>> Start EXTRACT PROVIDED

Now Ballard's American publisher has produced a more comprehensive memorial in the form of The Complete Stories of JG Ballard. At over 1,200 pages, it may seem like a daunting book for the non-enthusiast, but it provides the best angle for approaching Ballard for the first time - and displays his development into Britain's most original postwar writer. The collection's 98 stories span from Prima Belladonna -Ballard's first published story, which appeared in Science Fantasy in 1956 - to The Autobiography of JG Ballard, which appeared posthumously in The New Yorker this May. The contrast of venue between the two stories mirrors Ballard's move into the mainstream over the course of his career. It was Empire of the Sun, released in 1984, that brought Ballard fame and sales, encouraging new fans to pick up his early work. In Miracles of Life, a memoir released last year by Ballard's British publisher, the author writes that these new readers "were quick to spot echoes of Empire of the Sun. The trademark images that I had set out over the previous 30 years - the drained swimming pools, abandoned hotels and nightclubs, deserted runways and flooded rivers - could all be traced back to wartime Shanghai. For a long time I resisted this, but I accept now that it is almost certainly true."

A large part of Ballard's originality stemmed from his detachment and scepticism about Britain, specifically England. James Graham Ballard was born in Shanghai in 1930. His father ran the China Printing and Finishing Company, a subsidiary of a Manchester-based cotton company. The Ballards lived just outside the city's International Settlement in a large house with 10 Chinese servants and a Belarusian nanny. The social lives of the adults consisted of fancy-dress parties, bridge and vast supplies of alcohol (which were unremarkable at the time).

Most of the British expatriates in Shanghai, the Ballards included, enjoyed a standard of living far beyond what they would have expected at home. Shanghai was also pitched further into the 20th century than the places they had left behind. It wasn't just that the Ballards and their friends drove American cars and had American refrigerators, or lived in the city with the world's largest cinema; their affluence coexisted with darker technological developments. Japan had invaded and captured the east coast of China in 1937, and the fighting had reached the edges of Shanghai. In aerial bombing's biggest strike to date, a bomb accidentally dropped from a Chinese plane killed 1,000 people in the heart of the city.

After the Japanese attack on Pearl Harbor in December 1941 and the humiliating surrender of the British garrison of Singapore in February 1942, a tense version of normal life continued in Shanghai. But by 1943, Ballard and his parents and younger sister were interned with all the other Europeans and Americans left in the city (in Empire of the Sun, there is no sister; Jim is separated from his parents and reunited with them only after the war).

>> End EXTRACT PROVIDED
>> Start DATA LINES

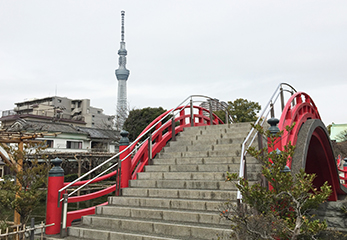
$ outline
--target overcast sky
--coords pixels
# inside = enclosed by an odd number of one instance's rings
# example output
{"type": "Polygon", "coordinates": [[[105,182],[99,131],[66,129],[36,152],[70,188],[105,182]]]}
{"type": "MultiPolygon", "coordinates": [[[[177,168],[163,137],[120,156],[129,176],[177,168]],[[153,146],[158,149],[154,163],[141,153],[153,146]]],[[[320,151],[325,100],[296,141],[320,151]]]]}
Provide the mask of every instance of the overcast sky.
{"type": "Polygon", "coordinates": [[[0,110],[57,93],[115,114],[121,10],[131,108],[265,105],[287,82],[347,123],[345,0],[0,0],[0,110]]]}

>> End DATA LINES

REQUIRED WORK:
Answer these questions from the passage on JG Ballard:
1. How many stories are in The Complete Stories of JG Ballard?
2. In what year and in which city was Ballard born?
3. In what year did Japan invade and capture the east coast of China?

WORKED ANSWER:
1. 98
2. 1930, in Shanghai
3. 1937